> **Brief 1**
Using the text on the Wal-Mart study, answer each question.
(a) Which publication ran the piece the text criticizes?
(b) Data from which state did House Democrats use for their findings?
(c) How many Wal-Mart workers were found enrolled in that state's Medicaid program?
> **Brief 2**
Restate as a short bulleted list the paragraph of the text on the Wal-Mart study that begins "House Democrats based their findings", keeping its main facts.
> **Brief 3**
For each statement, say whether it agrees with the text on the Wal-Mart study. Answer yes or no, and quote the words from the text that decide it.
(a) The ATF is described as a coalition of union and liberal advocacy groups.
(b) The 2013 report behind the ATF's findings was written by Republicans on a House committee.
(c) The estimated yearly taxpayer cost of a Wal-Mart Supercenter exceeded $2 million.

> **Selected excerpt**
There are a lot of reports coming out that are BS, but passed on as fact. Here is an example of a USA Today published a piece that is complete garbage, but everyone accepts as fact because there was a study done and the study said so.
This particular study claimed there was some insane amount of money wal-mart employees were getting from the government to subsidize their income.
"USA Today's editors apparently didn't bother to look into that ATF report before publishing this piece, so we did. The ATF — a coalition of union and liberal advocacy groups — based its findings on a 2013 report written by Democrats on the House Education and the Workforce Committee. In other words, none of these sources is objective by any means.
House Democrats based their findings on data from one state — Wisconsin. They found that 3,216 Wal-Mart workers were enrolled in the state's Medicaid program. Based on this number, the report calculates that a Wal-Mart Supercenter cost taxpayers between $904,542 and $1.7 million a year.

> **Recorded data**

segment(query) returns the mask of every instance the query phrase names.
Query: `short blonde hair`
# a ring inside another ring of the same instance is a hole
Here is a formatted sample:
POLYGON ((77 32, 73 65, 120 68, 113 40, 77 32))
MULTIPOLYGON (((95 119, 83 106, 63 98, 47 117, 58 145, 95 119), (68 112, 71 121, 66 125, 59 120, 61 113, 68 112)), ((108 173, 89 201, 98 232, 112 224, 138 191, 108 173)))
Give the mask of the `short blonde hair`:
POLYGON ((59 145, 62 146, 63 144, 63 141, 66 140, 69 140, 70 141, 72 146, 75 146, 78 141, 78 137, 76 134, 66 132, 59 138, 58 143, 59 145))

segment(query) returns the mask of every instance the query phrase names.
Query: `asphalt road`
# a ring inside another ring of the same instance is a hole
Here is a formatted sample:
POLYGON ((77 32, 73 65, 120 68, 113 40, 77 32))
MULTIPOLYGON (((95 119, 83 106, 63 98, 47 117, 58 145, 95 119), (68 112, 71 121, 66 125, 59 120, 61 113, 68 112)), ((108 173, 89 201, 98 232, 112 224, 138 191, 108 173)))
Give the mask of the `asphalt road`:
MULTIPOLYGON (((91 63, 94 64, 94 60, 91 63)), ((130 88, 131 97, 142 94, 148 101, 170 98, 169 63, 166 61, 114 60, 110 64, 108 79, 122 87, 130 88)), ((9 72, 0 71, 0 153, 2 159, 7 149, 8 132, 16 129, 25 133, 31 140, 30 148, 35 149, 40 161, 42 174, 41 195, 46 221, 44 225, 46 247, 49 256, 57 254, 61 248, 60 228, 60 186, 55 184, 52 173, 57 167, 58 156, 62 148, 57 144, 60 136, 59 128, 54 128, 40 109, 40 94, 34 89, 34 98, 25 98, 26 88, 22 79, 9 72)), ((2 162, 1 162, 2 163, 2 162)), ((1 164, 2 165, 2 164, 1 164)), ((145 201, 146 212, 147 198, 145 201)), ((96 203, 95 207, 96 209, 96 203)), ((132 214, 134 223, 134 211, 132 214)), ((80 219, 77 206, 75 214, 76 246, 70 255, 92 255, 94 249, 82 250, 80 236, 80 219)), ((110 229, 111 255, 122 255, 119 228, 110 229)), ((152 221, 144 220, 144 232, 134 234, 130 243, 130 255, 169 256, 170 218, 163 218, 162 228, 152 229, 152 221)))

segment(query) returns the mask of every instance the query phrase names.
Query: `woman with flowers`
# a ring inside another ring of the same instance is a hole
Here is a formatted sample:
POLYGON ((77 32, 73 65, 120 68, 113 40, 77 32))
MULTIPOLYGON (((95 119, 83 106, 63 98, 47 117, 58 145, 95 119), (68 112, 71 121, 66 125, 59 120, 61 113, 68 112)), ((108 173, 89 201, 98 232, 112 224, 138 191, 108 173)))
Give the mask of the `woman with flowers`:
---
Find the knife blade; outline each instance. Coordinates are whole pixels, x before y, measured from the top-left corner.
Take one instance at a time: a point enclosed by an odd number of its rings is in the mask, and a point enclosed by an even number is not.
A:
...
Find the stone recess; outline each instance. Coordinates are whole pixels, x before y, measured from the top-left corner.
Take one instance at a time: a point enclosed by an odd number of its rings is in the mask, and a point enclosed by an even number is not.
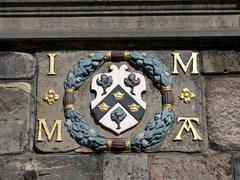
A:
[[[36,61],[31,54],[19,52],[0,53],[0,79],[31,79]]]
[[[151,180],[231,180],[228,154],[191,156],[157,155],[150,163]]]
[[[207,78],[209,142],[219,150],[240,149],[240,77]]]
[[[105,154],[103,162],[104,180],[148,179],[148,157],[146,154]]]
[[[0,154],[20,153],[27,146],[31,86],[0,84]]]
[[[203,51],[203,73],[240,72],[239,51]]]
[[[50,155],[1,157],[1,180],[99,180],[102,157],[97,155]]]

> **Response area 1**
(a) USA Today
(b) Wisconsin
(c) 3,216

> **Response area 2**
- House Democrats used data from one state, Wisconsin.
- They found 3,216 Wal-Mart workers enrolled in the state's Medicaid program.
- From this, the report estimated that a Wal-Mart Supercenter cost taxpayers between $904,542 and $1.7 million a year.

> **Response area 3**
(a) Yes: "The ATF — a coalition of union and liberal advocacy groups"
(b) No: "a 2013 report written by Democrats on the House Education and the Workforce Committee"
(c) No: "between $904,542 and $1.7 million a year"